**Exercise requirements**
According to the ht-archive setup page below, how large is the PostgreSQL backup download when compressed and when extracted?

**Page text**
+ + + + + + +
/ht-archive

Anidata 1.0: Frontend node service for data collected from palantiri

Primary LanguageJavaScriptBSD 2-Clause "Simplified" LicenseBSD-2-Clause

Frontend node service for data collected from palantiri

Getting Started

Install

Installing this code base requires the use of the npm command available within the nodejs install. You will need to install it locally before moving on with the installation.

npmjs getting started

Download nodejs

    $ git clone https://github.com/anidata/ht-archive.git
    $ cd ht-archive
    $ npm install

Database

This guide will walk you through the process of setting up a local PostgreSQL server and importing the database backups so that you can use the ht-archive web application.

Scroll down for command line installation instructions.

Recommended Method - Docker Container(s)

Two docker containers are used: 1) a PostgreSQL server and 2) the web application running node.js that runs the web search. The database is mounted to the PostgreSQL docker container via an easily accessilble folder (referred as /SOME_FOLDER).

  1. If you haven't already installed Docker, follow the directions on the Docker website: https://www.docker.com/products/overview. Using macports or brew is not suggested.

  2. Download the (~400 MB compressed, ~6.5 GB extracted) PostgreSQL backup from one of the following places (destination is referred to as /THE_FOLDER_WITH_DOWNLOADED_FILE):

  3. Extract the SQL file from the downloaded crawler_er.tar.gz to /THE_FOLDER_WITH_DOWNLOADED_FILE using the following command on the command line or an archive tool:

    $ tar xzf /THE_FOLDER_WITH_DOWNLOADED_FILE/crawler_er.tar.gz
    
  4. Build/run the PostgreSQL server. Ensure /SOME_FOLDER is empty and be sure to complete the next two steps before stopping the docker container. Otherwise, the docker container will need to be fixed (removing is simplest). Note that if successful, it will leave a terminal window running, and further commands will require a different/new terminal window.
+ + + + + + +
**Recorded data**
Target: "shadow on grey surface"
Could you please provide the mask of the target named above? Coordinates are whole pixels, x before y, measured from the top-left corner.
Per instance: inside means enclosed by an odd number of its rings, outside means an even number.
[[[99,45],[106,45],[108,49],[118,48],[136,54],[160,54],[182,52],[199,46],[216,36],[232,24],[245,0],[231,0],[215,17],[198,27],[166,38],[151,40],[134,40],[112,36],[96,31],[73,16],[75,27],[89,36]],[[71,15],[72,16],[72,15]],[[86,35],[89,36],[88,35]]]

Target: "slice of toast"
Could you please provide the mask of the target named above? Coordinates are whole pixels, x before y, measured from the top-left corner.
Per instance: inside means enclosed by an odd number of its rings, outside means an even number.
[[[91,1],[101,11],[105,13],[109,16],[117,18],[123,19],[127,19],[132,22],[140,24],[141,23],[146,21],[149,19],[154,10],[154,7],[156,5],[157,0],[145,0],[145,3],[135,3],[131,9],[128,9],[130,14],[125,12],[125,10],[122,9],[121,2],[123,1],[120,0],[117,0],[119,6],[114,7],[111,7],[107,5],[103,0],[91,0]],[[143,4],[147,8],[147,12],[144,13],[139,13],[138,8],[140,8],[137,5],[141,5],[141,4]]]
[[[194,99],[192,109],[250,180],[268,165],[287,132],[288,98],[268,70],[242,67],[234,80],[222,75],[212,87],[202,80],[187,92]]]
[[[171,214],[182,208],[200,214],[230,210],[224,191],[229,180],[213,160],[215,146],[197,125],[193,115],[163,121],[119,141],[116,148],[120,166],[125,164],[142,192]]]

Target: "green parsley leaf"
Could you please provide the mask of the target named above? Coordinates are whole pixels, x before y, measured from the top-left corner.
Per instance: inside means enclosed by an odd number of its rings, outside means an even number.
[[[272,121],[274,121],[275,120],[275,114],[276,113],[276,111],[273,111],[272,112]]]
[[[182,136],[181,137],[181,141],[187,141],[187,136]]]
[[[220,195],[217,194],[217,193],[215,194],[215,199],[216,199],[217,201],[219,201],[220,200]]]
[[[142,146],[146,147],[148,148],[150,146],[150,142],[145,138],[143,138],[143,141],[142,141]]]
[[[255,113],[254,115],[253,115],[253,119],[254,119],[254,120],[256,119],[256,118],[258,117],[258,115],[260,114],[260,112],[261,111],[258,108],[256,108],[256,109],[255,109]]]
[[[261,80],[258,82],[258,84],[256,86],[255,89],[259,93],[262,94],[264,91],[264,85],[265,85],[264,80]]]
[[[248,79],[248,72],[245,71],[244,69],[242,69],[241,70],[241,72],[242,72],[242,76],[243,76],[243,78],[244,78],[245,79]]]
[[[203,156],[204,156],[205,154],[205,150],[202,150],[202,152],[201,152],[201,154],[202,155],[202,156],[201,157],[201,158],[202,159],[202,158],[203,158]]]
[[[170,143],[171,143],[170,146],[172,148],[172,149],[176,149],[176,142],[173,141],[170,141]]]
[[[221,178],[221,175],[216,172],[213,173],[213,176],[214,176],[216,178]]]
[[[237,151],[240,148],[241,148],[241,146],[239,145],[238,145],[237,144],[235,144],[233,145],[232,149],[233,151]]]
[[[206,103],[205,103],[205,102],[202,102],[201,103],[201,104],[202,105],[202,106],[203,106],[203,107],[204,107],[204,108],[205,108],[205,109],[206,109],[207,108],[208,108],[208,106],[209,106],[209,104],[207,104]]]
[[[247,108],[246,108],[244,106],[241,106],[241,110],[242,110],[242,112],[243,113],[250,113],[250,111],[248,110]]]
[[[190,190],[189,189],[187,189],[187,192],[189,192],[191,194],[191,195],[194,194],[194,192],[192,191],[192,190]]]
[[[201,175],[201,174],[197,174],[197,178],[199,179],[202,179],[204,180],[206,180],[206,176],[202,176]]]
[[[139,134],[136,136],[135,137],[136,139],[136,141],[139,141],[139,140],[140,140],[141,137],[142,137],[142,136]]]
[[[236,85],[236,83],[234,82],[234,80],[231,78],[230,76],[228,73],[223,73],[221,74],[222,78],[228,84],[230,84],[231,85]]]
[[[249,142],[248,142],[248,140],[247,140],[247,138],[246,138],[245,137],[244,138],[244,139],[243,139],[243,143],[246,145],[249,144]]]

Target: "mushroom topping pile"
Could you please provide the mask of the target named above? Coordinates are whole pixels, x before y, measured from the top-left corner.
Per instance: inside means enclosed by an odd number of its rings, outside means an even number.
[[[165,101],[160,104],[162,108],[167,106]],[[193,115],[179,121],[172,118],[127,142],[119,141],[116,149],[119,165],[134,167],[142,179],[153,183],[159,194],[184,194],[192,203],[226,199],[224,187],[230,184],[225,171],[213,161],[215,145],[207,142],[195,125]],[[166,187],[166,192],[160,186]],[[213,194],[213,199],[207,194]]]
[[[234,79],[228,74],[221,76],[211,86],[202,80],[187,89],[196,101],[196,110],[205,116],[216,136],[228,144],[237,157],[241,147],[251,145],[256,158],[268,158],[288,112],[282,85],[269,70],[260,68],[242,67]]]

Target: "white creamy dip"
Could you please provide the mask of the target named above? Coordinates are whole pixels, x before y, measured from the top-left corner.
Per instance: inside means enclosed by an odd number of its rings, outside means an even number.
+ + + + + + +
**Written response**
About 400 MB compressed and about 6.5 GB extracted.